Aim of the exercise:
Write out the records again, omitting the pictures, and replace "drop a point" with "place a point" everywhere it appears, changing nothing else.

[Start Dataset records]

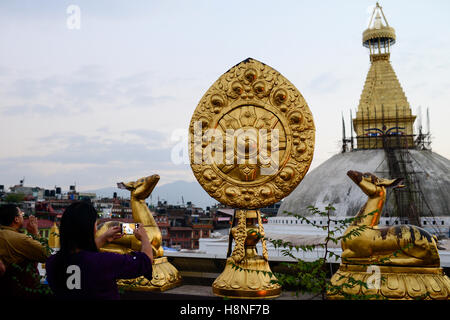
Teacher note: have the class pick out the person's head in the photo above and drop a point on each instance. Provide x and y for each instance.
(11, 216)
(77, 228)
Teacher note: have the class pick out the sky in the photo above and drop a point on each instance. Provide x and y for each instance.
(106, 102)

[End Dataset records]

Correct response:
Teacher note: have the class pick out the person's head in the photo above and place a point on each instance. Provide x and y for each instance.
(11, 216)
(77, 228)
Teacher note: have the class pick out the sky in the photo above and place a point on each instance. Provide x and y for each instance.
(106, 102)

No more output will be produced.